PROBLEM: Find every line in the data that contains the word "instance". Return each of those lines.

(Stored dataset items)
==================================================

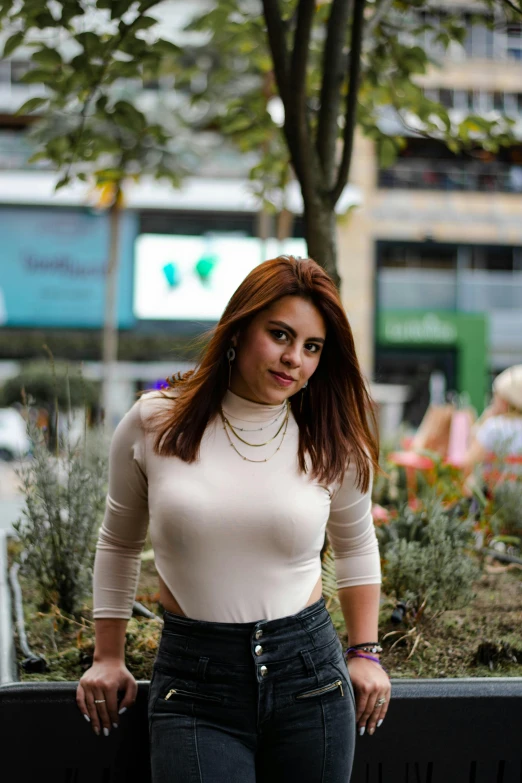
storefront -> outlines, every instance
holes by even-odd
[[[387,310],[377,316],[375,380],[410,387],[405,418],[418,425],[433,373],[447,392],[467,393],[482,412],[489,392],[487,316],[442,310]]]

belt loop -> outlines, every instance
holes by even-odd
[[[303,663],[304,663],[304,665],[306,667],[306,673],[308,674],[308,676],[310,676],[312,674],[317,674],[317,672],[315,671],[315,666],[314,666],[314,662],[312,660],[312,656],[310,655],[308,650],[301,650],[299,655],[303,659]]]
[[[202,655],[199,659],[198,663],[198,680],[201,680],[201,682],[205,682],[205,673],[207,671],[207,665],[210,658],[207,658],[205,655]]]

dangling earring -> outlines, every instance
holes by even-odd
[[[305,382],[305,384],[303,385],[303,387],[301,389],[301,403],[299,405],[299,413],[303,412],[303,397],[304,397],[304,391],[305,391],[307,386],[308,386],[308,381]]]
[[[228,387],[229,388],[230,388],[230,379],[232,377],[232,362],[234,361],[235,358],[236,358],[236,352],[232,348],[232,346],[230,346],[230,348],[227,351],[227,359],[228,359]]]

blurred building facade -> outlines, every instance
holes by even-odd
[[[467,36],[447,52],[424,41],[439,67],[423,86],[455,120],[511,116],[522,139],[522,24],[498,20],[490,30],[473,22],[476,10],[430,4],[435,18],[466,15]],[[341,274],[365,366],[377,382],[410,387],[406,415],[418,423],[433,373],[480,410],[491,376],[521,361],[522,145],[453,155],[389,127],[407,140],[391,168],[379,169],[373,144],[357,140],[361,207],[340,225]]]
[[[187,5],[162,5],[164,37],[183,41]],[[431,3],[426,13],[474,9],[473,2],[452,0]],[[455,117],[507,113],[522,138],[521,25],[487,30],[469,16],[463,47],[443,54],[425,43],[440,65],[423,77],[428,94]],[[55,194],[55,173],[27,162],[33,150],[24,120],[14,112],[39,94],[38,87],[19,82],[28,58],[0,63],[0,227],[7,238],[0,248],[0,288],[20,292],[13,306],[12,296],[7,303],[7,292],[0,290],[0,375],[2,359],[25,358],[23,346],[40,335],[51,334],[68,358],[92,359],[88,338],[99,340],[103,317],[107,219],[84,185]],[[178,100],[161,84],[127,89],[144,108],[175,108]],[[386,121],[390,132],[407,137],[407,145],[390,169],[380,170],[373,143],[357,138],[350,187],[339,204],[342,297],[377,396],[395,405],[393,421],[400,420],[405,403],[415,424],[434,373],[442,374],[447,389],[467,391],[480,409],[490,375],[522,356],[522,146],[498,155],[454,156],[394,118]],[[175,346],[217,317],[218,286],[209,286],[205,270],[220,253],[246,255],[251,264],[278,252],[304,254],[298,189],[291,194],[296,217],[288,239],[279,241],[249,189],[253,160],[212,134],[198,143],[204,151],[198,175],[181,190],[151,181],[126,196],[119,288],[126,347],[115,390],[122,411],[136,385],[188,366]],[[197,268],[199,288],[179,289],[176,300],[173,291],[188,275],[187,257],[193,282]],[[192,309],[185,307],[190,290],[197,304]],[[20,345],[18,354],[13,345]],[[3,366],[12,373],[12,363]],[[100,375],[96,361],[89,372]]]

==================================================

EXERCISE ANSWER:
storefront -> outlines, every instance
belt loop -> outlines, every instance
dangling earring -> outlines, every instance
blurred building facade -> outlines, every instance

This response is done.